- [What to work on]: Reproduce verbatim the data from the line containing "indicate the chain-link" through the line containing "Target: chain-link netting".

- [Provided information]:
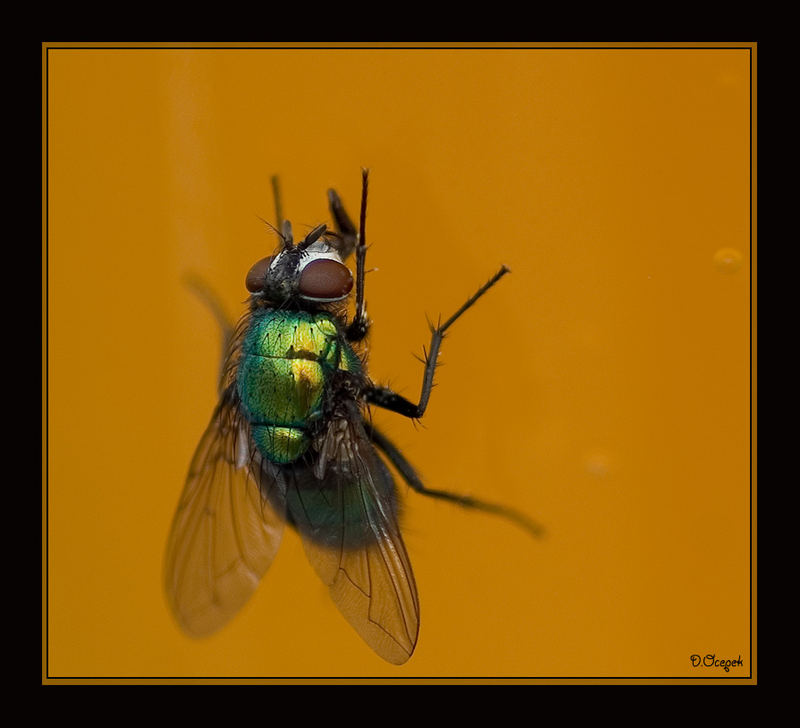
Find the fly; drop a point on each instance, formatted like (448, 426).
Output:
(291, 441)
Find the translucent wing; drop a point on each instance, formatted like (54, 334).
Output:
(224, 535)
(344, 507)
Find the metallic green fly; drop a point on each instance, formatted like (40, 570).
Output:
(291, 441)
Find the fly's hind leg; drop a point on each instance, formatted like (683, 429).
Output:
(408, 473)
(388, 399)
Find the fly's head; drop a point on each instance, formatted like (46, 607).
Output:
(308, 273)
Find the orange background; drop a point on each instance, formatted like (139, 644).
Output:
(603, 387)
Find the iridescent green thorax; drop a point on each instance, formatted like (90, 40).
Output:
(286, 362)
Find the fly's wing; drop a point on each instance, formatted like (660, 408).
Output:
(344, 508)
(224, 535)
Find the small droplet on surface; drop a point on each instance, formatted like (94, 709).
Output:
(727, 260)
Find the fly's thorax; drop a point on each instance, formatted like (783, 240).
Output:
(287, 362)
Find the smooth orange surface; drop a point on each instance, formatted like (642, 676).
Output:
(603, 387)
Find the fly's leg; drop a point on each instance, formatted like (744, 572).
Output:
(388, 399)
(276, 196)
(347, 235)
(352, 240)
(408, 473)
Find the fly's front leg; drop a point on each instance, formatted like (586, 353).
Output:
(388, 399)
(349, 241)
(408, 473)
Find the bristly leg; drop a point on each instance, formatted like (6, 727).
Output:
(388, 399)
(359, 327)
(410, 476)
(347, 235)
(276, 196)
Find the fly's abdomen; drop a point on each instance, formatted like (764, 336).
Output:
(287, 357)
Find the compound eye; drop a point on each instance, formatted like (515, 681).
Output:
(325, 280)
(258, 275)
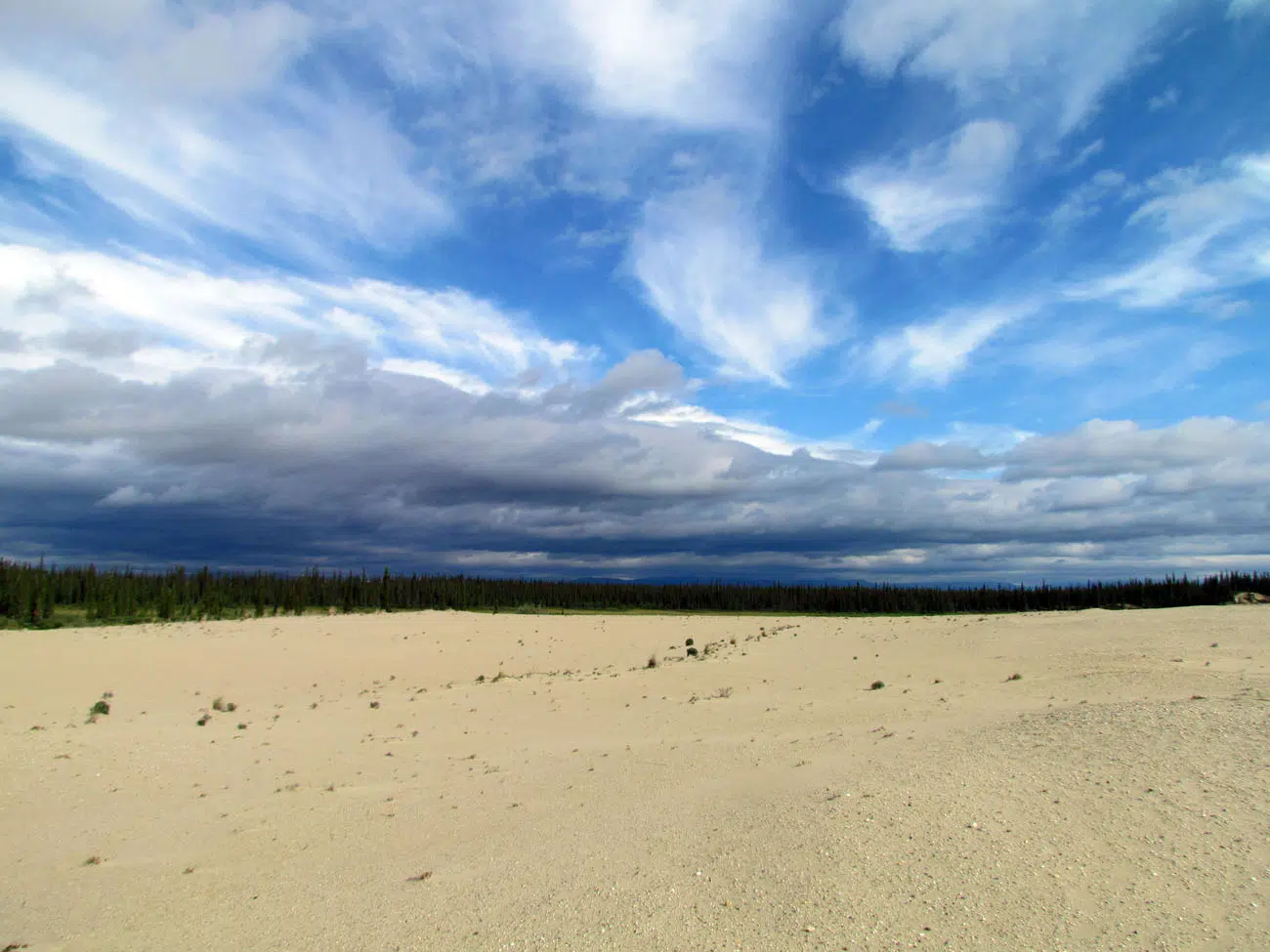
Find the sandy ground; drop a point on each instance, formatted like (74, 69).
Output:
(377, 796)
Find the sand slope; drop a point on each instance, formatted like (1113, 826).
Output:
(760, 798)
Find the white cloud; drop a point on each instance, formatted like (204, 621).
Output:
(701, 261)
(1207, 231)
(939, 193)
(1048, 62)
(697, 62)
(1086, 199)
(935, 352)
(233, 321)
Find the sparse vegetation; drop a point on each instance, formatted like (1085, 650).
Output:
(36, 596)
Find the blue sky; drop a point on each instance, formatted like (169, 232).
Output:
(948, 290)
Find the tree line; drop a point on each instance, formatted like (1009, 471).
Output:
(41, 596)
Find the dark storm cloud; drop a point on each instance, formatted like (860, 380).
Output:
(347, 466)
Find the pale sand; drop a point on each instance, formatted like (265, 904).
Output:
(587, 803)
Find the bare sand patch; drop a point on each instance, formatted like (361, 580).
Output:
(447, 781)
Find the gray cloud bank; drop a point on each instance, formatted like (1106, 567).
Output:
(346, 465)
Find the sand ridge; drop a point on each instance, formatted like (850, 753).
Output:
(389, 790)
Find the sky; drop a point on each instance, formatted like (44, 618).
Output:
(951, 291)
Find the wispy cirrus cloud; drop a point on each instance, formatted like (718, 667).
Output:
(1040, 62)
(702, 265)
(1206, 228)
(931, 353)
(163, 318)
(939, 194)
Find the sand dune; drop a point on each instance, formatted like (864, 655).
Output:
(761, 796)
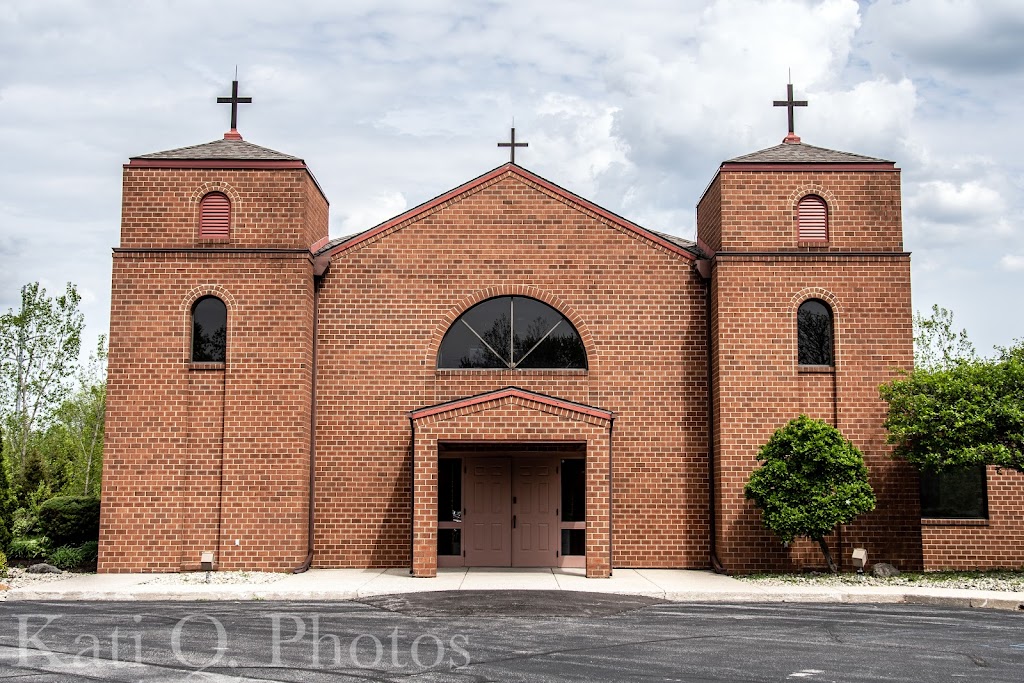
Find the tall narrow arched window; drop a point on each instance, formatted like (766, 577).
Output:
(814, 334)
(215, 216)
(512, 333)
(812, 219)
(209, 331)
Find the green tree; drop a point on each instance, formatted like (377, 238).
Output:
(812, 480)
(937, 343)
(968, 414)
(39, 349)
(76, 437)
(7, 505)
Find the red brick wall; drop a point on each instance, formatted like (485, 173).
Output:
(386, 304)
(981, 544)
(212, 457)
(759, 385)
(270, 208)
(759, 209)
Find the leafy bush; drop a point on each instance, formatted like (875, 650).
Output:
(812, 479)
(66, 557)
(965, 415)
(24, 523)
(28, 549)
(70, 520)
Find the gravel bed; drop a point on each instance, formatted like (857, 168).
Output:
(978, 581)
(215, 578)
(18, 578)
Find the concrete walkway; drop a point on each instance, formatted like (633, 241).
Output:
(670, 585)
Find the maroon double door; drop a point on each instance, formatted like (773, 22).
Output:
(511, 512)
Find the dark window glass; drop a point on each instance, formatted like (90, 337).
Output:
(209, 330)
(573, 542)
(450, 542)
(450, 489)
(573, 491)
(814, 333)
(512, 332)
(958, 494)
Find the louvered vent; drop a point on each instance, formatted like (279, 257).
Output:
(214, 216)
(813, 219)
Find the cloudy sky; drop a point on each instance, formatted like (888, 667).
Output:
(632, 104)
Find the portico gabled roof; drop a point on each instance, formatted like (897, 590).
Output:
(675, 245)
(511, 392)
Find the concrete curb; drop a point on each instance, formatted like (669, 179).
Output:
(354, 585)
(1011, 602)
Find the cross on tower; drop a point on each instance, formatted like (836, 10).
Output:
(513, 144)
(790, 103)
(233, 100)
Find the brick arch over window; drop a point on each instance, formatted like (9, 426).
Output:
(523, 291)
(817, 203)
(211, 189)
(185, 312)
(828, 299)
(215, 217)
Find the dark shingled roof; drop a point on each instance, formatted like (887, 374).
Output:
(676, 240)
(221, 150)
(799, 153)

==

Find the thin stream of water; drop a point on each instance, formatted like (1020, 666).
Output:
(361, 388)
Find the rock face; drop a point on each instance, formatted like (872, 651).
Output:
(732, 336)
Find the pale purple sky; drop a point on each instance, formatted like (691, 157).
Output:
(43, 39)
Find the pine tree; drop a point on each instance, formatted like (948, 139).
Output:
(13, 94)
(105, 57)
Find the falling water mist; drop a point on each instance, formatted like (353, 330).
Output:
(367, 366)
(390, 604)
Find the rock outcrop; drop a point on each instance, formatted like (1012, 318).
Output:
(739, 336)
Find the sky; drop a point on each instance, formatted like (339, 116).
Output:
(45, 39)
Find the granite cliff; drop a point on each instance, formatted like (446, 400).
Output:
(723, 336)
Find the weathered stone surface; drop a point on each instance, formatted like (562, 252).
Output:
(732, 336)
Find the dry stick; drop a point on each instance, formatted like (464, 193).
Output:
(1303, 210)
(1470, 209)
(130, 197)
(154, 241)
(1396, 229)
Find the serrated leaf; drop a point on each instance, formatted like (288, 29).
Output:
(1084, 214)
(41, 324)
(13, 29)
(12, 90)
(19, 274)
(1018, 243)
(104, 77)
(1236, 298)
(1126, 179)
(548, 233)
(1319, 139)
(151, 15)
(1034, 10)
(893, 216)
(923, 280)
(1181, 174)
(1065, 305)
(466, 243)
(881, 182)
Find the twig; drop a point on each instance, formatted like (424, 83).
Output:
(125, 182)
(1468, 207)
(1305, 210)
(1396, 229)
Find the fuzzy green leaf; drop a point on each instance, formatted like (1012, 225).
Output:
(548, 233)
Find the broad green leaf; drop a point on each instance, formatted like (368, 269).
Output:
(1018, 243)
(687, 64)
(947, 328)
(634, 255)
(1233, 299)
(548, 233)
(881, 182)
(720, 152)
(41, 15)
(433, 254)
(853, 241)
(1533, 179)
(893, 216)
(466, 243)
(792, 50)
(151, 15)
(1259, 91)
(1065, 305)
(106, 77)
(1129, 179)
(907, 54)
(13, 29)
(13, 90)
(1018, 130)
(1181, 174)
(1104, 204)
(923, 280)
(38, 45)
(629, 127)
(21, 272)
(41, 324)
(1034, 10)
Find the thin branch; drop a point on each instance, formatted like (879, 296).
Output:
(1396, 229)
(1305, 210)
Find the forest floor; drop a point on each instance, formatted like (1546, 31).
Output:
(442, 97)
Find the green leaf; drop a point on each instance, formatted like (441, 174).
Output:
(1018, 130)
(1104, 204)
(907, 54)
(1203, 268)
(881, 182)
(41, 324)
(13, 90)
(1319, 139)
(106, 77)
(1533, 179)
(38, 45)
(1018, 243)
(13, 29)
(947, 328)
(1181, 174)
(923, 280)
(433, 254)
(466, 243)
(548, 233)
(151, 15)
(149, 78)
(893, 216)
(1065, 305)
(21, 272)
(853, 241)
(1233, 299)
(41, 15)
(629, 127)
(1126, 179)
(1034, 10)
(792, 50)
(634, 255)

---

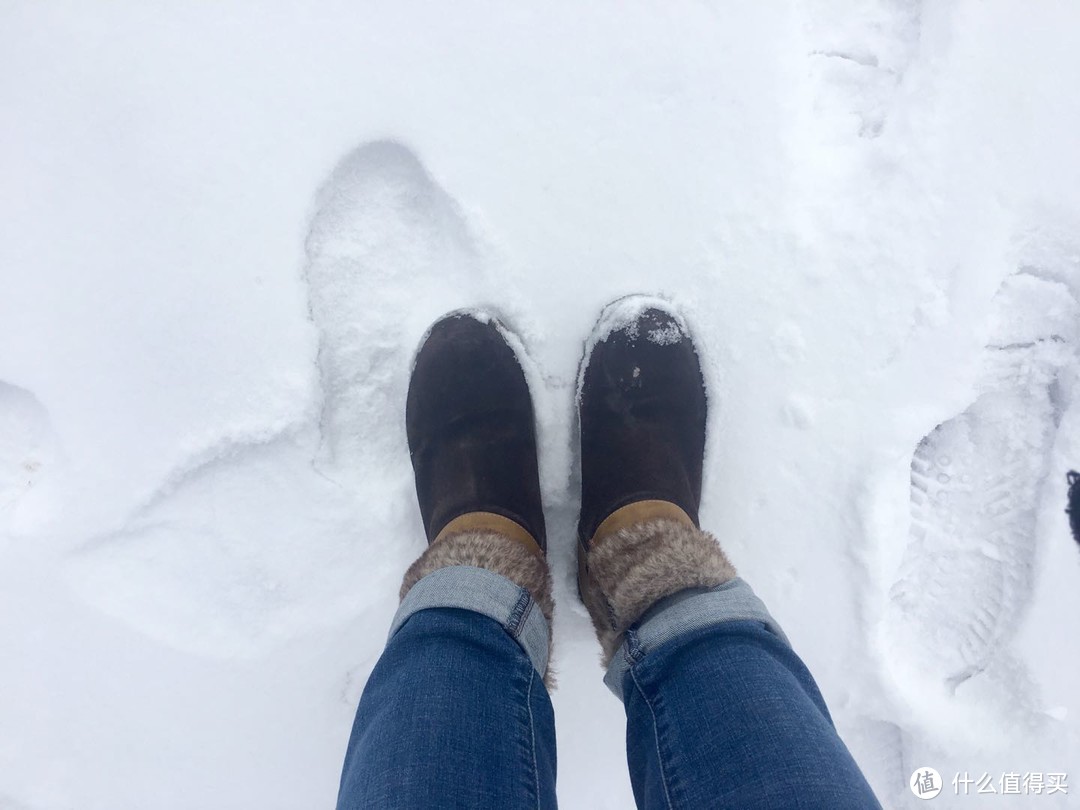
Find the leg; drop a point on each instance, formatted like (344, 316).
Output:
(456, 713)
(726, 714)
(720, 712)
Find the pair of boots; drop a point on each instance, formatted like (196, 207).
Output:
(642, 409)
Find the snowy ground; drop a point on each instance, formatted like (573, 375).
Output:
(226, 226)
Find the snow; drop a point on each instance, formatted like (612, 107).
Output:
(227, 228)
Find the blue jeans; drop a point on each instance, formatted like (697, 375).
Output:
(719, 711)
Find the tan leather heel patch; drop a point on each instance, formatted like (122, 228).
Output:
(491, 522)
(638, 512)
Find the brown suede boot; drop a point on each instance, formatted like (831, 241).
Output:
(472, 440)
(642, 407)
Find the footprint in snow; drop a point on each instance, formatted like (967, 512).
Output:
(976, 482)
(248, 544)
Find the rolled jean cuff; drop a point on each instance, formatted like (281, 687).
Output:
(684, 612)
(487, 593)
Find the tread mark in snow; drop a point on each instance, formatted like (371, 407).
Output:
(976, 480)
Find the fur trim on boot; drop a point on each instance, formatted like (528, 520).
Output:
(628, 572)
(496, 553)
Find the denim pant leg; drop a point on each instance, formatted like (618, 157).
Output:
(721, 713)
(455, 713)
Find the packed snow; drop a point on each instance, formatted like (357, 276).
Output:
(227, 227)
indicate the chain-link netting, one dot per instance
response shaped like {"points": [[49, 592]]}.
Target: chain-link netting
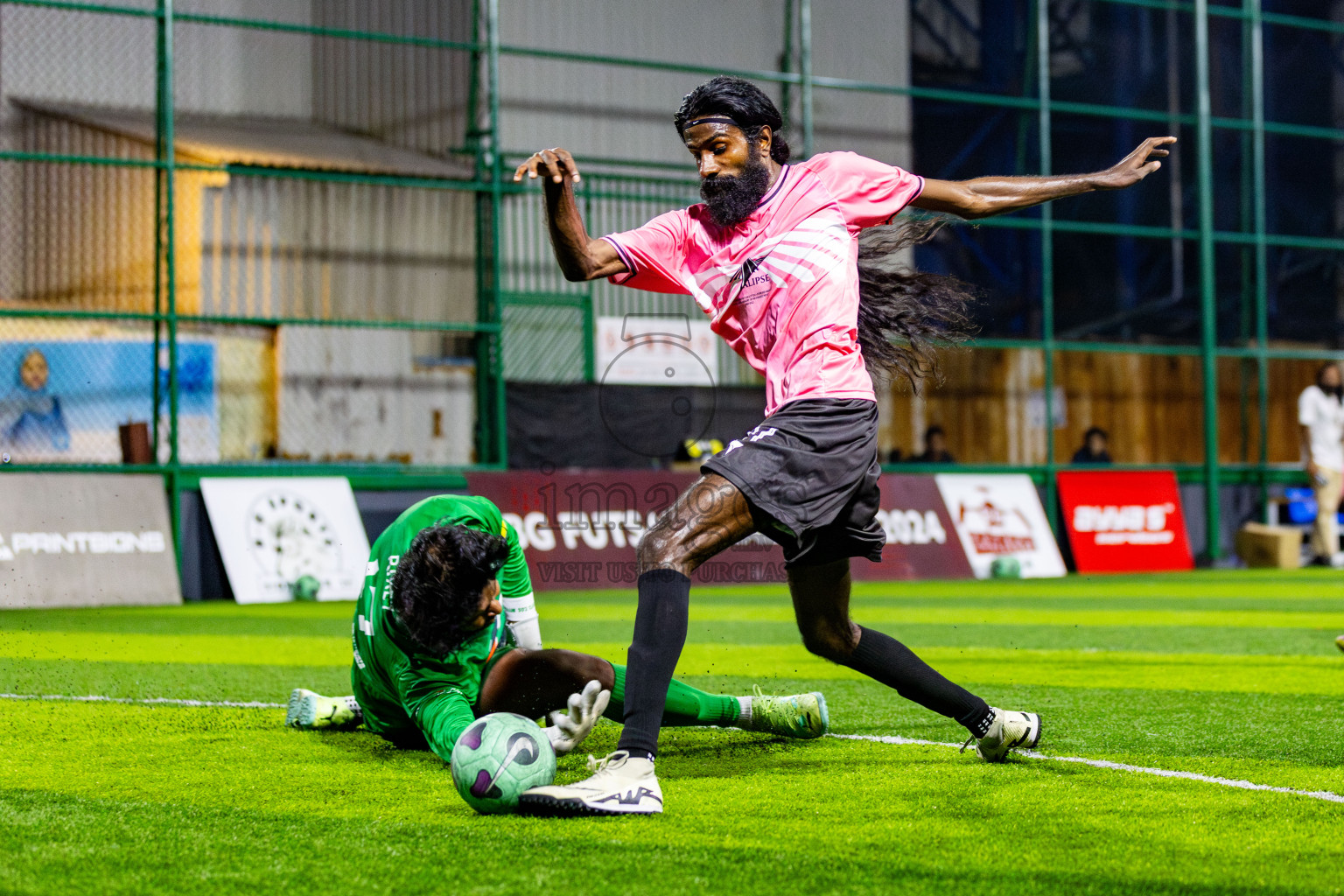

- [Worked answer]:
indicate the chain-link netting, one dot per instance
response shaped like {"points": [[49, 592]]}.
Target: chain-link netting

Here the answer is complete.